>> START Input
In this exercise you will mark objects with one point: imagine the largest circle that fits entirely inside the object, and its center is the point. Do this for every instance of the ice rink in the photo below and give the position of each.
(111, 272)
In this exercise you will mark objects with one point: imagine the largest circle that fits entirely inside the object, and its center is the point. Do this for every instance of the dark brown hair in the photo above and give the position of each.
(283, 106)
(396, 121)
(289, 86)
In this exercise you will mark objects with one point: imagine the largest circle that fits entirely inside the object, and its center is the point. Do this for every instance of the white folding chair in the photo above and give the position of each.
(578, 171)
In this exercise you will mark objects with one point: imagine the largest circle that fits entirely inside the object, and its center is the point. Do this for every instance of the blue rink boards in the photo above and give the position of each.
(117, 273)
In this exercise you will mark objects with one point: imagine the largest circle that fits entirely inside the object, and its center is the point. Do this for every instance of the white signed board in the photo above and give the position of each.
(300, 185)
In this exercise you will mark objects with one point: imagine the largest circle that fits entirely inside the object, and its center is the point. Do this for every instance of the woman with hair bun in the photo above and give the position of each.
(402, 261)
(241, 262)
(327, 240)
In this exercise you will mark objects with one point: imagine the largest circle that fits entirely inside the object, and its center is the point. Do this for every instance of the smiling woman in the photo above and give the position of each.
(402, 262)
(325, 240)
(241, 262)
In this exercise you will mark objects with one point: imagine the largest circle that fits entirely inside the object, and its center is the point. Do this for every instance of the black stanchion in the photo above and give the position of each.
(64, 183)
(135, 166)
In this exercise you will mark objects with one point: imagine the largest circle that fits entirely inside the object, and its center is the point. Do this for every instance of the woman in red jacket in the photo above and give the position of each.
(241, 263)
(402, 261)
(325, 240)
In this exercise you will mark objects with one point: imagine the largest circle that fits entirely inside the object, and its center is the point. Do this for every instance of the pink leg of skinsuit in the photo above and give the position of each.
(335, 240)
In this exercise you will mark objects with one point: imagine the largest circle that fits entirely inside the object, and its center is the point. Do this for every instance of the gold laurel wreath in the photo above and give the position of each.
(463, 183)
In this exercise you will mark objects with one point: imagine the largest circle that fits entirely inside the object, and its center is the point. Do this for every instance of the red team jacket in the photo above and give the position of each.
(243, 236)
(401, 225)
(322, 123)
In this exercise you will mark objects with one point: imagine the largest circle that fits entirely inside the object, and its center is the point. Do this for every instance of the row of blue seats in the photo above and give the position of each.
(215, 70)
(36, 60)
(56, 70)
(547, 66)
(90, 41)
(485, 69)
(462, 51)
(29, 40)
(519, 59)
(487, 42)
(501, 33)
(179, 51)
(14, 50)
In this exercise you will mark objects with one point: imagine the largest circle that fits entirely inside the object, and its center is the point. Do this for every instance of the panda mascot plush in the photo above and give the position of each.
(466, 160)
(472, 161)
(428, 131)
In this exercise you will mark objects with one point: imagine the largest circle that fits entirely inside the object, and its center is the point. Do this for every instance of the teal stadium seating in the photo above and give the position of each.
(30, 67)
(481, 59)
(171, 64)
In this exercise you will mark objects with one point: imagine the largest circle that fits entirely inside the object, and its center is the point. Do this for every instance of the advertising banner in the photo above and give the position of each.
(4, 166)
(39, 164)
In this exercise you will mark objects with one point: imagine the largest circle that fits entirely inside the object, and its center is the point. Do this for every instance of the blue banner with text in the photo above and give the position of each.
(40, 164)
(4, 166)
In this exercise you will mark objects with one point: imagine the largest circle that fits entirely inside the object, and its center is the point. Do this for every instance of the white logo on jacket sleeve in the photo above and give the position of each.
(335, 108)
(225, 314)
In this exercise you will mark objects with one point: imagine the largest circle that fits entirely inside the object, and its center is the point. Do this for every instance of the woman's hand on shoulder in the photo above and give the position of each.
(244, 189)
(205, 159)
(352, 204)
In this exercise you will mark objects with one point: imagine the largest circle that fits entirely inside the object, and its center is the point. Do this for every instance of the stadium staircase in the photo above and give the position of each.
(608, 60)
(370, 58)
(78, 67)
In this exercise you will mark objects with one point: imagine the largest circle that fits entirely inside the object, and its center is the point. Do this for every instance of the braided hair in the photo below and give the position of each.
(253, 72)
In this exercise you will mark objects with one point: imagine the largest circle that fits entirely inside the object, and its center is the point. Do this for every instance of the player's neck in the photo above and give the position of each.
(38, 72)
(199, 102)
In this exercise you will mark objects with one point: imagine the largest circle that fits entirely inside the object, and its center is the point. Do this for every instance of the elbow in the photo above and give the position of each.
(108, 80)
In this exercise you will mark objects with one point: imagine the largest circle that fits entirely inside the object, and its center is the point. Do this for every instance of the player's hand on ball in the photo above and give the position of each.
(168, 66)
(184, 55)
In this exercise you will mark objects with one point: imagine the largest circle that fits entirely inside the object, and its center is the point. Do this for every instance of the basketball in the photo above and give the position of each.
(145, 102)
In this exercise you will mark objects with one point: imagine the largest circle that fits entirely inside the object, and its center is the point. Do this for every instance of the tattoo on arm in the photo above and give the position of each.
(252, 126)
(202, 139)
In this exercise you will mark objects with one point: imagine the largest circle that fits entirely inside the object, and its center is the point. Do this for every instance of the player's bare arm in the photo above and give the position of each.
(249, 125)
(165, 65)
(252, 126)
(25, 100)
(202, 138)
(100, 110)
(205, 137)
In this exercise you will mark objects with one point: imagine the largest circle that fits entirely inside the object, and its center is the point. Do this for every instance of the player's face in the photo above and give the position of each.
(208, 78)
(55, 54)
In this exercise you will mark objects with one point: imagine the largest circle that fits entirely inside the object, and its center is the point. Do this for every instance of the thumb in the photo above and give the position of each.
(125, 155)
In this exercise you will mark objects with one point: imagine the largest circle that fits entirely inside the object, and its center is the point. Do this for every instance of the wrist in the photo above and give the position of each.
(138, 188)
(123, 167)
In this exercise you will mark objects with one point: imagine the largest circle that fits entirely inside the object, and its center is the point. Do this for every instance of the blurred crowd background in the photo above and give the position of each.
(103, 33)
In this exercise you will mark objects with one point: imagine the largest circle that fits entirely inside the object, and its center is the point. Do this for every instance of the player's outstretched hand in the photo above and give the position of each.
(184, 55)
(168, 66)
>> END Input
◆ **Challenge**: Put the material from the line containing "the player's outstretched" through the end of the material into a Markdown table with the columns "No." and "Entry". Give each line its number and skip any blank lines.

◆ **Exercise response**:
| No. | Entry |
|---|---|
| 1 | In this exercise you will mark objects with one point: imagine the largest circle that fits entirely inside the object, and its center is the point. Do this for every instance of the player's outstretched hand in the photo above and give the position of each. |
| 2 | (184, 55) |
| 3 | (168, 66) |